*TEXT SECTION*.
## begin

SAC CITY, Iowa | The Rolling Hills Community Service Region Board expressed reluctance about a request from Woodbury County to join the regional mental health consortium during a board meeting Wednesday afternoon in Sac City.
The board declined to even take a vote on the county's request, putting off any decision until the board's next meeting on Dec. 20 or sometime in January.
Woodbury County is set to withdraw from the three-county Sioux Rivers Regional Mental Health and Disability Services agency on July 1. Since its inception, Woodbury has been part of Sioux Rivers, which includes Plymouth and Sioux counties.
The Rolling Hills governance board picked through issues about whether the move would be a positive step, in terms of services and budget for delivery of mental health services to low-income people.
But several Rolling Hills board members during the 90-minute discussion at the Sac City Community Center shared substantial concerns about adding Woodbury County, while one board member said there was at least one reason to take in the county.
“There are a lot of things to be resolved,” said Rolling Hills board chairman Rick Hecht, of Sac County.
Woodbury County's recent notice that it planned to withdraw from the Sioux Rivers region came after years of disagreements that began sometime after the agency was formed in July 2014. Sioux and Plymouth county representatives on the Sioux Rivers board voted against Woodbury's formal request to leave the region at the end of the current fiscal year on June 30, 2018.
Rolling Hills takes in seven smaller counties mostly east of Woodbury -- Buena Vista, Sac, Calhoun, Carroll, Cherokee, Crawford and Ida.
The sole member of the Woodbury County Board of Supervisors at the meeting, Jeremy Taylor, said Woodbury must separate from Plymouth and Sioux counties due to a poor working relationship, something he has routinely stated in meetings since summer. By comparison, Taylor told the Rolling Hills board, “We are impressed by your region, impressed by your governance.”
Cecil Blum, of Crawford County, said he appreciated such praise, but he is hesitant to make a change that could impact the rapport of the current seven counties.

## end

*GIVEN INFORMATION*.
## begin

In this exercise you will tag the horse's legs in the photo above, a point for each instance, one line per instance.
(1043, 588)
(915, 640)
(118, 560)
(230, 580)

## end

*GIVEN TASK*. Summarize the article on Woodbury County's request in two sentences.

*FINAL RESULT*. The Rolling Hills Community Service Region Board, which covers seven counties, declined to vote on Woodbury County's request to join its regional mental health consortium and put off a decision until Dec. 20 or January. Woodbury County is set to withdraw from the Sioux Rivers region on July 1 after years of disagreements, and although Woodbury supervisor Jeremy Taylor praised Rolling Hills' governance, several board members shared substantial concerns about adding the county.